## Given passage

= Seismic Handler =

Seismic Handler (SH) is an interactive analysis program for preferably continuous waveform data. It was developed at the Seismological Observatory Gräfenberg and is in use there for daily routine analysis of local and global seismic events. In original form Seismic Handler was command line based, but now an interactive version is available.

== Main features ==

- Reading traces from continuous data streams in Steim-compressed MiniSEED files. Additionally supported formats are event data from GSE, AH and Q (private format of SH) files.
- Zoom in and out traces in time and amplitude.
- Application of a set of standard filters (simulation filters and Butterworth filters) on broadband input traces.
- Reading phases on original or preprocessed traces.
- Determination of signal/noise ratio
- Computation of teleseismic beam traces using array-beamforming or FK-algorithm, determination of slowness and back-azimuth of an incoming wavefront.

## Material provided
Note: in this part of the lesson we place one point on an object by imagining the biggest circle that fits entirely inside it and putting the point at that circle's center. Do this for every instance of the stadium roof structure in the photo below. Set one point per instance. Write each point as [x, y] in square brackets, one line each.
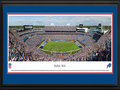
[60, 28]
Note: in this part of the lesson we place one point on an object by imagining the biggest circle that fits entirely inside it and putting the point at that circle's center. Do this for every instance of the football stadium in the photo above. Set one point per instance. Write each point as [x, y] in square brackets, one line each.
[59, 43]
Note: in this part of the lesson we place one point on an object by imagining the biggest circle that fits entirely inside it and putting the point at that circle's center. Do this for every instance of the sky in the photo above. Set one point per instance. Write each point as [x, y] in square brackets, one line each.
[58, 20]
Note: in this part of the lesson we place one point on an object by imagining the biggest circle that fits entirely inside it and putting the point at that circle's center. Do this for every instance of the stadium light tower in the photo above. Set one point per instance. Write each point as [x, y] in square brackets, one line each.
[99, 26]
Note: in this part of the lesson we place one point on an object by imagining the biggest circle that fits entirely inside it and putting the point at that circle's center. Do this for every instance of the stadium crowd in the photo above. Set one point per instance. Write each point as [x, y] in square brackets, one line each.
[27, 51]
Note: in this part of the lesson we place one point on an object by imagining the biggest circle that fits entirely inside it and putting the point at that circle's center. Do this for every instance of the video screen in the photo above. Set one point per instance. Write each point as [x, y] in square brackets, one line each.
[50, 39]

## Stated exercise
Continue the Seismic Handler article from the point where it stops.

## Exercise result
- Location of teleseismic events using global travel timetables based on array methods or relative travel times, determination of focal depth using depth phases
- Location of regional and local events using LocSAT program, flexible interface provided for integration of own location programs.
- Integration of an own external programs (e.g.: map display, phase diagrams).
- Displaying theoretical travel times.
- Determination of amplitudes and magnitudes (ml or mb and Ms).
- Saving analysis results into an output text file for further processing.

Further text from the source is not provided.